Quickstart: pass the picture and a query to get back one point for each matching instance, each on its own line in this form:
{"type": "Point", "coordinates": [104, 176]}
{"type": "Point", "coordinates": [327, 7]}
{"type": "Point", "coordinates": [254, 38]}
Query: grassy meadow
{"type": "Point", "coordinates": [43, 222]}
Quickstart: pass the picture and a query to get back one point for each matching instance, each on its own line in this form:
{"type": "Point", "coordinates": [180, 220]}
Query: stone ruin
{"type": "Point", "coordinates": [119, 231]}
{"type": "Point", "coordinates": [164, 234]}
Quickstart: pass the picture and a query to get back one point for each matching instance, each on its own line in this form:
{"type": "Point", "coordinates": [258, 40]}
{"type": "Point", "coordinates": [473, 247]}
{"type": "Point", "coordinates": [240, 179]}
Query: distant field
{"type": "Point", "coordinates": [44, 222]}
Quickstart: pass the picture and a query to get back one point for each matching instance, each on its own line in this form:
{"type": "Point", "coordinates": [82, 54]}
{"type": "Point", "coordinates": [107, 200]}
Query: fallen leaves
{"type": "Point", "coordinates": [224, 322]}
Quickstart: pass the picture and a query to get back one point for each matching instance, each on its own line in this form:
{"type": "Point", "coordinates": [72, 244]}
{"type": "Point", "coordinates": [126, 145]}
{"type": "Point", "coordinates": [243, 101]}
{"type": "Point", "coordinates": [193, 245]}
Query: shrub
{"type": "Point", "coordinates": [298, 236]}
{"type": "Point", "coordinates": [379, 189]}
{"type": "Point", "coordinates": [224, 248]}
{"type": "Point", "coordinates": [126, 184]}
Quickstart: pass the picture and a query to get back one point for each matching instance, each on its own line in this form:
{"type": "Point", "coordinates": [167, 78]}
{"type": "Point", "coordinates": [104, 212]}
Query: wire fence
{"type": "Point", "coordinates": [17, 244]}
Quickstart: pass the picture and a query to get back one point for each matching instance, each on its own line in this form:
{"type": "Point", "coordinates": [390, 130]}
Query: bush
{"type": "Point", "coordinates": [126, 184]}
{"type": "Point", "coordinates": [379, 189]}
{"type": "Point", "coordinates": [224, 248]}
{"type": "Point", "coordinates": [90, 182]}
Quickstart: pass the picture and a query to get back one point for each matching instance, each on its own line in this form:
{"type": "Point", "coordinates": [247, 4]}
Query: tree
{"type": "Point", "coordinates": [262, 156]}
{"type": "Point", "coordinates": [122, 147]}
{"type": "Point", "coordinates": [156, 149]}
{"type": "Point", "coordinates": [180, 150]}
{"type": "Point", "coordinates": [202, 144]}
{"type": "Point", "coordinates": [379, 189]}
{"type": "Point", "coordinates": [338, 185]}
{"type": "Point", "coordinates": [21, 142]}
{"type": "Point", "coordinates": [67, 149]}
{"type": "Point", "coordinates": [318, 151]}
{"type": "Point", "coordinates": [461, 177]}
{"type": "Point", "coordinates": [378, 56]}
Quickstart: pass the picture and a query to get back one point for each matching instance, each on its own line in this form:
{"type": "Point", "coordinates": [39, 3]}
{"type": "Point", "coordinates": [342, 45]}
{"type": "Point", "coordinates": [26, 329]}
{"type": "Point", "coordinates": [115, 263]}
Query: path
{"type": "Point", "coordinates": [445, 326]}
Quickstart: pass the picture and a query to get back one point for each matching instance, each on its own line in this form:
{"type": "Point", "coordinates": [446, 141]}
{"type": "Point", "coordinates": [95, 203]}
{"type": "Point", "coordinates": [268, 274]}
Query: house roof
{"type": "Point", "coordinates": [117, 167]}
################
POR REALIZAR |
Disponga todas las líneas de los datos anteriores como una lista JSON de cadenas, con una cadena por línea y sin incluir las líneas en blanco.

SOLUCIÓN DEL EJERCICIO |
[
  "Quickstart: pass the picture and a query to get back one point for each matching instance, each on its own line in this form:",
  "{\"type\": \"Point\", \"coordinates\": [104, 176]}",
  "{\"type\": \"Point\", \"coordinates\": [327, 7]}",
  "{\"type\": \"Point\", \"coordinates\": [254, 38]}",
  "Query: grassy meadow",
  "{\"type\": \"Point\", \"coordinates\": [43, 222]}",
  "Quickstart: pass the picture and a query to get back one point for each matching instance, each on its own line in this form:",
  "{\"type\": \"Point\", \"coordinates\": [180, 220]}",
  "Query: stone ruin",
  "{\"type\": \"Point\", \"coordinates\": [119, 231]}",
  "{\"type\": \"Point\", \"coordinates\": [164, 234]}",
  "Quickstart: pass the picture and a query to get back one point for each matching instance, each on its own line in this form:",
  "{\"type\": \"Point\", \"coordinates\": [258, 40]}",
  "{\"type\": \"Point\", \"coordinates\": [473, 247]}",
  "{\"type\": \"Point\", \"coordinates\": [240, 179]}",
  "Query: distant field",
  "{\"type\": \"Point\", \"coordinates\": [44, 222]}",
  "Quickstart: pass the picture and a query to get back one point for each matching instance, each on its own line in this form:",
  "{\"type\": \"Point\", \"coordinates\": [82, 54]}",
  "{\"type\": \"Point\", \"coordinates\": [107, 200]}",
  "Query: fallen leaves",
  "{\"type\": \"Point\", \"coordinates\": [224, 322]}",
  "Quickstart: pass the picture and a query to get back one point for each matching instance, each on its own line in this form:",
  "{\"type\": \"Point\", \"coordinates\": [72, 244]}",
  "{\"type\": \"Point\", \"coordinates\": [126, 145]}",
  "{\"type\": \"Point\", \"coordinates\": [243, 101]}",
  "{\"type\": \"Point\", \"coordinates\": [193, 245]}",
  "Query: shrub",
  "{\"type\": \"Point\", \"coordinates\": [298, 236]}",
  "{\"type\": \"Point\", \"coordinates\": [379, 189]}",
  "{\"type\": \"Point\", \"coordinates\": [224, 248]}",
  "{\"type\": \"Point\", \"coordinates\": [126, 184]}",
  "Quickstart: pass the picture and a query to get back one point for each matching instance, each on its own line in this form:",
  "{\"type\": \"Point\", \"coordinates\": [167, 78]}",
  "{\"type\": \"Point\", \"coordinates\": [104, 212]}",
  "Query: wire fence",
  "{\"type\": \"Point\", \"coordinates\": [17, 244]}",
  "Quickstart: pass the picture and a query to get back one point for each matching instance, each on its own line in this form:",
  "{\"type\": \"Point\", \"coordinates\": [390, 130]}",
  "Query: bush",
  "{\"type\": \"Point\", \"coordinates\": [126, 184]}",
  "{\"type\": \"Point\", \"coordinates\": [379, 189]}",
  "{\"type\": \"Point\", \"coordinates\": [224, 248]}",
  "{\"type\": \"Point\", \"coordinates\": [90, 182]}",
  "Quickstart: pass the picture and a query to get back one point for each matching instance, each on its own line in this form:",
  "{\"type\": \"Point\", \"coordinates\": [247, 4]}",
  "Query: tree",
  "{\"type\": \"Point\", \"coordinates\": [262, 156]}",
  "{\"type\": \"Point\", \"coordinates\": [122, 147]}",
  "{\"type\": \"Point\", \"coordinates\": [156, 149]}",
  "{\"type\": \"Point\", \"coordinates\": [180, 150]}",
  "{\"type\": \"Point\", \"coordinates\": [202, 144]}",
  "{\"type\": \"Point\", \"coordinates\": [379, 189]}",
  "{\"type\": \"Point\", \"coordinates\": [338, 185]}",
  "{\"type\": \"Point\", \"coordinates\": [21, 142]}",
  "{\"type\": \"Point\", \"coordinates\": [67, 149]}",
  "{\"type\": \"Point\", \"coordinates\": [318, 151]}",
  "{\"type\": \"Point\", \"coordinates\": [461, 177]}",
  "{\"type\": \"Point\", \"coordinates\": [378, 56]}",
  "Quickstart: pass the picture and a query to get back one point for each matching instance, each on its own line in this form:",
  "{\"type\": \"Point\", \"coordinates\": [39, 3]}",
  "{\"type\": \"Point\", \"coordinates\": [342, 45]}",
  "{\"type\": \"Point\", \"coordinates\": [26, 329]}",
  "{\"type\": \"Point\", \"coordinates\": [115, 263]}",
  "Query: path",
  "{\"type\": \"Point\", \"coordinates\": [445, 326]}",
  "Quickstart: pass the picture and a query to get back one point for each matching instance, each on its own line in this form:",
  "{\"type\": \"Point\", \"coordinates\": [446, 141]}",
  "{\"type\": \"Point\", \"coordinates\": [95, 203]}",
  "{\"type\": \"Point\", \"coordinates\": [268, 274]}",
  "Query: house roof",
  "{\"type\": \"Point\", \"coordinates\": [117, 167]}"
]